SELECTION:
DBRS Morningstar Removes Kingston Solar LP’s Ratings from Under Review With Negative Implications, Confirms Ratings at BBB with Stable Trends
Project FinanceDBRS Limited (DBRS Morningstar) removed Kingston Solar LP’s (ProjectCo or the Issuer) Issuer Rating as well as the ratings of its 3.571% Series 1A-2016 Senior Secured Notes and 3.571% Series 1B-2016 Senior Secured Notes (together, the Notes) from Under Review with Negative Implications where they were placed on January 7, 2022. (Please refer to the DBRS Morningstar press release published on January 7, 2022.) DBRS Morningstar confirms the Issuer Rating as well as the Notes ratings at BBB with Stable trends.
ProjectCo is a special-purpose vehicle that owns and operates a 100-megawatt alternating-current ground-mounted solar photovoltaic generation facility (the Project) in the City of Kingston and Loyalist Township, Ontario. The rationale of the rating actions is based on the following: (1) the on schedule and on budget remedy of the December Event (Please refer to the DBRS Morningstar press release published on January 7, 2022, for the details.); (2) the steady operation of the Project without any outage after the site was re-energized on February 1, 2022; and (3) all the unplanned outages since 2019 that have affected the ProjectCo were one-time events, with no connection with one another. DBRS Morningstar has no reason to believe that such outages will continue on a regular basis.
The cause of the December Event shutdown was the damaged bushing within the main switchgear due to eddy currents as the root cause. ProjectCo is in discussions with its contractors and original equipment manufacturers (OEMs) to determine options for modifications that can be made to the bushing mounting material in order to address the root cause. Discussions on a technical solution are ongoing, but the OEMs have confirmed that there is no short-term risk to the site’s operation. The rationale is that it took almost seven years for the bushings to be damaged due to eddy currents. That is why replaced bushing should conservatively last for another year. ProjectCo plans to replace bushing mounting material before the end of 2022. ProjectCo has replaced the damaged bushing, and the December Event has qualified as an insurable event. An insurable event means that ProjectCo is entitled to receive insurance payments associated with the December Event. It includes casualty insurance to cover the repair costs and business interruption insurance to cover the lost revenue due to shut down of over 30 days. The total amount and the timing of the insurance payments are still unclear, although ProjectCo has received some interim payment as of April 13, 2022.

TASK 1:
Answer these questions from the Kingston Solar release:
(a) On what date was the site re-energized?
(b) What is the Project's generating capacity?
(c) By the end of which year does ProjectCo plan to replace the bushing mounting material?
TASK 2:
Write the next part of the Kingston Solar release, starting after its last sentence.
The material that follows comes from a separate source.

PROVIDED MATERIAL:
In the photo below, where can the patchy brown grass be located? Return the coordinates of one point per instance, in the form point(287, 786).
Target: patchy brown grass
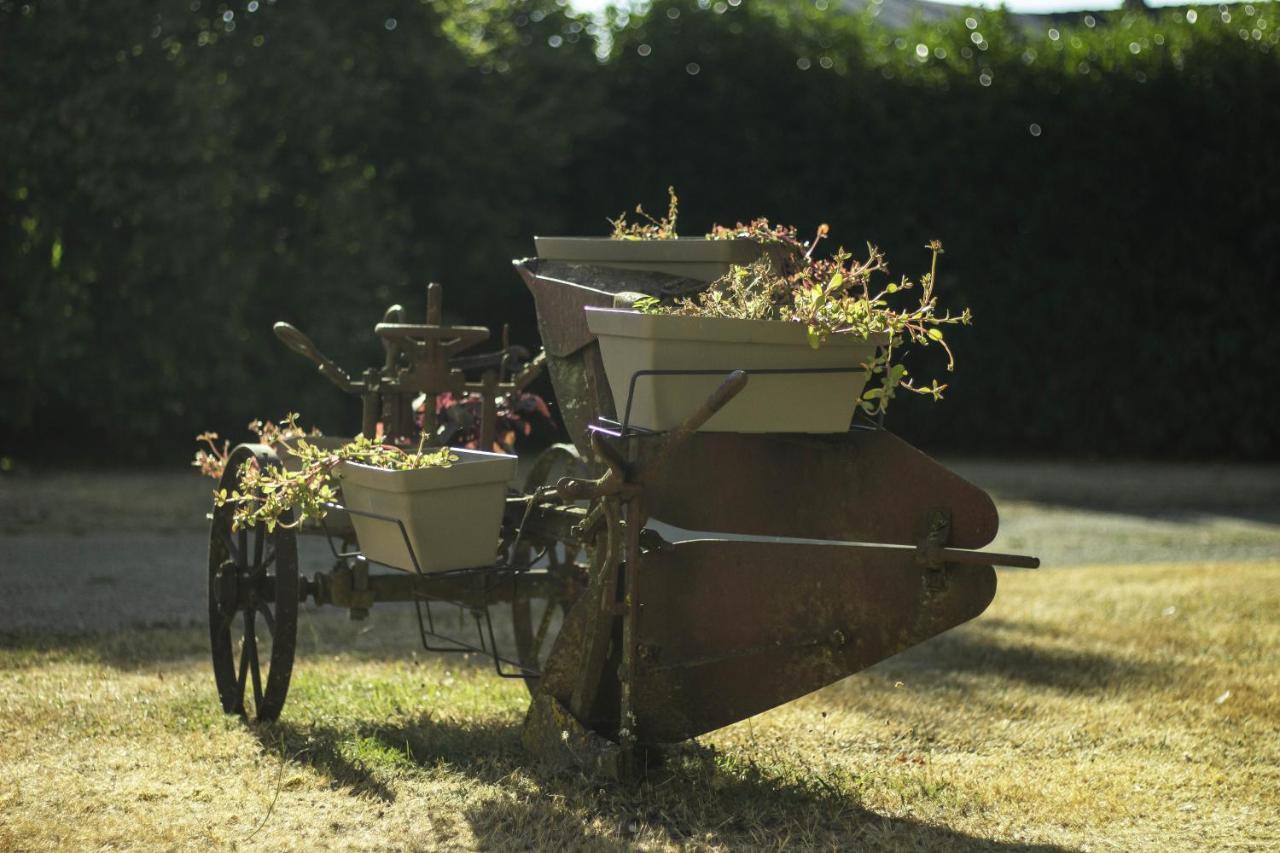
point(1105, 707)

OUTPUT 1:
(a) February 1, 2022
(b) 100 megawatts (alternating current)
(c) 2022

OUTPUT 2:
ProjectCo’s underperformance for the last 12 months (LTM) December 31, 2021, and LTM April 30, 2022, compared with the rating case was the result of (1) the outages related to the main transformer replacement in March 2021, (2) snow buildup on the solar panels during the winter season, (3) low insolation levels across Ontario, and (4) planned outages. ProjectCo’s operating expenses were largely consistent with the budgets. The debt service amount was taken for the periods ended January 31, 2021, to match underlying cash flow, which resulted in adjusted debt service coverage ratios (DSCRs) of 1.28 times (x) and 1.31x (based on the compliance certificates) for LTM December 31, 2021, and LTM April 30, 2022, respectively. Excluding the effect of the outages, ProjectCo would have posted an adjusted DSCR at or above 1.35x for LTM April 30, 2022. DBRS Morningstar noticed that ProjectCo’s actual generation has been below the P90 level for the past few years, which resulted in a DSCR below the expected 1.40x, even if the outage events are excluded.
DBRS Morningstar maintains its rating-case projection of a constant DSCR of 1.40x for the remaining debt term and expects the trends on the ratings to remain Stable for the next 12 months. However, frequent forced outage events, operational challenge, and/or continuing subpar generation (versus the rating case) could cause a negative rating action in the future. DBRS Morningstar notes that a positive rating action is unlikely in the near to medium term.
ESG CONSIDERATIONS
A description of how DBRS Morningstar considers ESG factors within the DBRS Morningstar analytical framework can be found in the DBRS Morningstar Criteria: Approach to Environmental, Social, and Governance Risk Factors in Credit Ratings at https://www.dbrsmorningstar.com/research/373262.
Notes:
The principal methodology is Rating Solar Power Projects (August 18, 2021; https://www.dbrsmorningstar.com/research/383184), which can be found on dbrsmorningstar.com under Methodologies & Criteria. Other applicable methodologies include the DBRS Morningstar Criteria: Approach to Environmental, Social, and Governance Risk Factors in Credit Ratings (February 3, 2021; https://www.dbrsmorningstar.com/research/373262).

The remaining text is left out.